**Provided text**
□ □ □ □ □ □ □
The Eisenbud-Goto conjecture was put forward in 1984 by David Eisenbud and Shiro Goto. It theorizes that for certain algebraic varieties, or geometric spaces defined by polynomials, the regularity, a measure of computational complexity, would be less than the degree, a geometric measure of its twistedness in space.

Many mathematicians had worked on this conjecture in the past and tried to prove it true. Through this collective work the conjecture had been proven for many special cases, including all curves and smooth surfaces.

A boy looking at an old computer.
Jason McCullough at age 3 with a computer that his dad brought home from work. Submitted photo.

McCullough, whose parents were both mathematicians and jokes he was bred for mathematics, knew of the Eisenbud-Goto conjecture. He was looking for interesting varieties to study when he came across an example with intriguing properties that hadn’t been studied further. He transformed the example into a form that would work to investigate the Eisenbud-Goto conjecture and used computer software to study it.
□ □ □ □ □ □ □
**Given data**
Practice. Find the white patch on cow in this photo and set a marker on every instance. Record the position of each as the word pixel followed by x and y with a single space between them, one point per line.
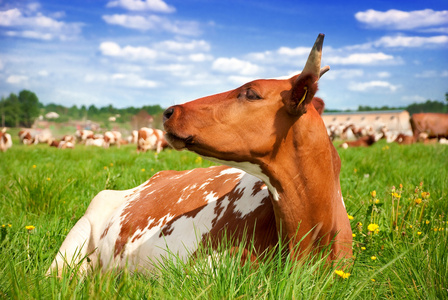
pixel 252 169
pixel 342 198
pixel 250 202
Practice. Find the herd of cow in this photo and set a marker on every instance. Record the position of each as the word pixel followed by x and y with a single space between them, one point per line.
pixel 145 139
pixel 280 182
pixel 427 128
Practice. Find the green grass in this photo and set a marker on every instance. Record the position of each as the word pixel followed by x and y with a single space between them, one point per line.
pixel 51 188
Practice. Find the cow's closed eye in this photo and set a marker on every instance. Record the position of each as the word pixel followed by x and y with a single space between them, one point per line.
pixel 249 94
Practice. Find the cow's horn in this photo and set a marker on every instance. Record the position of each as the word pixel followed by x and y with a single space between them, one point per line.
pixel 312 65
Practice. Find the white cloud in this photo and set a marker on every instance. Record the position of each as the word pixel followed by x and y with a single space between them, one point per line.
pixel 234 65
pixel 200 57
pixel 138 5
pixel 176 46
pixel 133 80
pixel 383 74
pixel 410 41
pixel 402 20
pixel 432 74
pixel 127 52
pixel 413 98
pixel 35 25
pixel 43 73
pixel 299 51
pixel 372 85
pixel 121 79
pixel 153 22
pixel 17 79
pixel 343 74
pixel 360 59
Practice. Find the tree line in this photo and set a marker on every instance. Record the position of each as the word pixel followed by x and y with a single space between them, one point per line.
pixel 428 106
pixel 23 109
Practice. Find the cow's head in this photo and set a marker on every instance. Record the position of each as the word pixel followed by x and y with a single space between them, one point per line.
pixel 246 123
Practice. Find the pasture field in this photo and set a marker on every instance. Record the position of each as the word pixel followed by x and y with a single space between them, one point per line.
pixel 396 197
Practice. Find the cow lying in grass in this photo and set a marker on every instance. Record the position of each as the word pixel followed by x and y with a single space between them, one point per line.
pixel 289 189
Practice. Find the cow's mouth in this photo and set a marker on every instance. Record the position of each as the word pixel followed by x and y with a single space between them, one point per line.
pixel 178 142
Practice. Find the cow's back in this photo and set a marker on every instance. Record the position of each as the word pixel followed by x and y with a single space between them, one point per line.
pixel 177 210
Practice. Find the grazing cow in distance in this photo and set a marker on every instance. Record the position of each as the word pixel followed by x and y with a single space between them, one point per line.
pixel 151 139
pixel 5 140
pixel 27 138
pixel 133 138
pixel 403 139
pixel 364 141
pixel 69 138
pixel 290 188
pixel 112 138
pixel 434 124
pixel 62 144
pixel 82 135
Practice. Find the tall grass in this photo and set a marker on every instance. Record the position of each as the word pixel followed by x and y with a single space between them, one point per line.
pixel 404 256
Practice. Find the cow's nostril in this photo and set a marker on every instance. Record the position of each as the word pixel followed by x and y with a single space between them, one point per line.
pixel 168 113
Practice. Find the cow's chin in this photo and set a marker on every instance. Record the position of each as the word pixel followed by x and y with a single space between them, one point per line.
pixel 177 142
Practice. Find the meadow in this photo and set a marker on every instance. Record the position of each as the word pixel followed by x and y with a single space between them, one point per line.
pixel 396 198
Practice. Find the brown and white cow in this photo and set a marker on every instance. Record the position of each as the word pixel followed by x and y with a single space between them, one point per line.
pixel 151 139
pixel 62 144
pixel 268 128
pixel 27 137
pixel 434 124
pixel 82 135
pixel 112 138
pixel 5 140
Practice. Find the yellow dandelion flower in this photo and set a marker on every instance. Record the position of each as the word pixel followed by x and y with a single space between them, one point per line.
pixel 372 227
pixel 342 274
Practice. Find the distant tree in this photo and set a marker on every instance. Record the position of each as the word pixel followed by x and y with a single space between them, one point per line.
pixel 29 106
pixel 92 111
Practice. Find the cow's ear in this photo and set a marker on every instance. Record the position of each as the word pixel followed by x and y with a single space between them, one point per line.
pixel 302 93
pixel 305 85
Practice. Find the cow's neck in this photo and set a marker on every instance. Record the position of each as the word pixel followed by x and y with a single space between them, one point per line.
pixel 302 172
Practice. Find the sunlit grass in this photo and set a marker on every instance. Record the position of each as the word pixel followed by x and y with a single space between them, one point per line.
pixel 396 196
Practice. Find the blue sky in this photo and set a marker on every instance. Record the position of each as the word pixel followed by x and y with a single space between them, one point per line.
pixel 135 52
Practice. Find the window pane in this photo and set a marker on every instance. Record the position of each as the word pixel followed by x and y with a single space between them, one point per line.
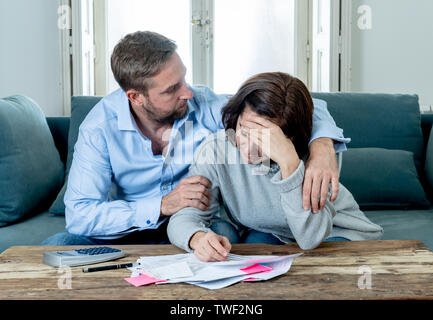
pixel 251 36
pixel 170 18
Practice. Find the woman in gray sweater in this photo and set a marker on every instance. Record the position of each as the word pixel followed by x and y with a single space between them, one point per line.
pixel 256 167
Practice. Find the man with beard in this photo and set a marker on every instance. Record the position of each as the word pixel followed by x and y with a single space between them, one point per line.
pixel 131 159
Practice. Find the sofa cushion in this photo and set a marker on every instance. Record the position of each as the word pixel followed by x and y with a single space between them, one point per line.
pixel 31 171
pixel 389 121
pixel 32 231
pixel 80 107
pixel 405 224
pixel 380 177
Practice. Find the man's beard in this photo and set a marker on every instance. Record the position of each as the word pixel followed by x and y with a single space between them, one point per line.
pixel 153 113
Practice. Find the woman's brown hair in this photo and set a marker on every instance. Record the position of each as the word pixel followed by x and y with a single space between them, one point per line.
pixel 279 97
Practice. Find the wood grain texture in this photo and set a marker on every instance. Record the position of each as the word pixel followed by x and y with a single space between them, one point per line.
pixel 401 269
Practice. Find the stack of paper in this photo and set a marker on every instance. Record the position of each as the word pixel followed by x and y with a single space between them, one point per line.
pixel 211 275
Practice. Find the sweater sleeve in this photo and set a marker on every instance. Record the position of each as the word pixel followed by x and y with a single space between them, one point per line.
pixel 186 222
pixel 308 229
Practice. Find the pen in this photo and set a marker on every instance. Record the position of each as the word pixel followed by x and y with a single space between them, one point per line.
pixel 114 266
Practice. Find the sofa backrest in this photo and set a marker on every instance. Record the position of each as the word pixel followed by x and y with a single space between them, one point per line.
pixel 389 121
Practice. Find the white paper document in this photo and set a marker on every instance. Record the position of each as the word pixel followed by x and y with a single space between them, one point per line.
pixel 212 275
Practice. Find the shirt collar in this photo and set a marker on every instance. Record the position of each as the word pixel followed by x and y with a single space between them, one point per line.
pixel 124 115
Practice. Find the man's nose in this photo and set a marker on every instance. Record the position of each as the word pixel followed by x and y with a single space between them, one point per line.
pixel 186 93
□ □ □ □ □ □ □
**Requirement**
From the Eisenbud-Goto conjecture text above, transcribe the portion starting at "The Eisenbud-Goto conjecture was" and ending at "an old computer.".

**Written solution**
The Eisenbud-Goto conjecture was put forward in 1984 by David Eisenbud and Shiro Goto. It theorizes that for certain algebraic varieties, or geometric spaces defined by polynomials, the regularity, a measure of computational complexity, would be less than the degree, a geometric measure of its twistedness in space.

Many mathematicians had worked on this conjecture in the past and tried to prove it true. Through this collective work the conjecture had been proven for many special cases, including all curves and smooth surfaces.

A boy looking at an old computer.